▶ [What is being asked] Please carry the committee report on relationship support services and joint divorce petitions forward from its final sentence.
-- start of Document --
59. The Committee believes that there may be considerable merit in examining whether the provision of relationship support services (for all types of family relationship) could be better delivered through a ‘one stop shop’ approach similar to the Australian family relationship centre model. This could include an information pack containing advice on the legal and practical consequences for couples entering into a particular relationship (whether marriage, civil partnership or cohabitation), access to reconciliation services at an early stage should a relationship fall into difficulty, and mediation assistance and legal advice from trained experts should attempts at reconciliation fail.

60. It is on this basis that the Committee recommends to the Executive that it is necessary to have a full review of existing provision to establish what types of services are needed and to identify whether there are any structural and/or resourcing issues that should be addressed. The Committee believes that, with the current package of family law reforms currently taking place, now is the right time to take the first step by reviewing the services which are currently available.

Joint petition for divorce?

61. Another issue which the Committee pursued during oral evidence was whether there is merit, in the case of non-fault divorces, to move away from a system when one party still has to sue the other party, towards a joint application process. There was general support for the view that what is designed to be a consensual process should not be made unnecessarily adversarial. The Committee floated the idea of having a ‘joint petition’ process in cases of non-fault divorce. This would be an additional mechanism rather than a replacement for the existing process.
-- end of Document --
-- start of Material --
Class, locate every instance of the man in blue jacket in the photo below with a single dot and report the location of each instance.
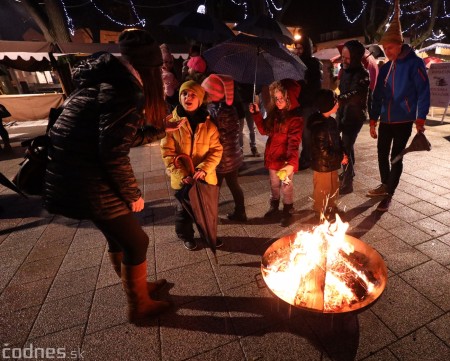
-- end of Material --
▶ [Final answer]
62. However, the Law Society argued that the process by which there still has to be a pursuer and a defender in non-fault cases does not actually make the process acrimonious in itself and that the joint petition process would add an extra level of complexity.23

63. The Committee attaches weight to the views of legal practitioners and appreciates that the introduction of a joint petition process may not necessarily have much tangible advantage but agrees with the view of Professor Clive that there is symbolic merit in introducing a mechanism which has the appearance of reducing the contested element in divorce. The Committee believes that this is in keeping with the Executive’s legislative proposals and, therefore, asks the Executive to look into the possibility of introducing such a system and report back to the Committee.

Religious divorces

64. An issue which does not feature in the Bill, as introduced, is whether Scots law should make provision for religious divorce. This issue was raised by the Scottish Council of Jewish Communities and the position was summarised in a SPICe briefing paper for the Committee.24

65. Scottish people who profess the Jewish religion typically regard themselves as operating under a dual system of ‘law’. On the one hand, they adhere to the law of the state laid down by legislation and case law; on the other hand, they want to abide by the principles of their religion, including the provisions of Jewish law.

66. They regard divorce legislation (i.e. Divorce (Scotland) Act 1976) as empowering dissolution of the civil aspect of their marriage only, whilst leaving the religious aspect of the marriage intact. Accordingly, without an additional ‘Jewish divorce’ (‘Get’), while entirely free to marry again in the eyes of the civil law, they are not free to marry again under Jewish law.

67. The requirement of mutual consent to the Jewish divorce can sometimes result in unfairness to one of the spouses. A husband (or a wife) may refuse to participate in Jewish divorce proceedings, thereby leaving their spouse (although divorced according to Scots law) unable to remarry according to Jewish law. Sometimes a refusal may be based on spite or bitterness. Sometimes it may be used to obtain some perceived negotiating advantage in the discussions which are ongoing in the period leading up to the divorce, relating to children, property and finances.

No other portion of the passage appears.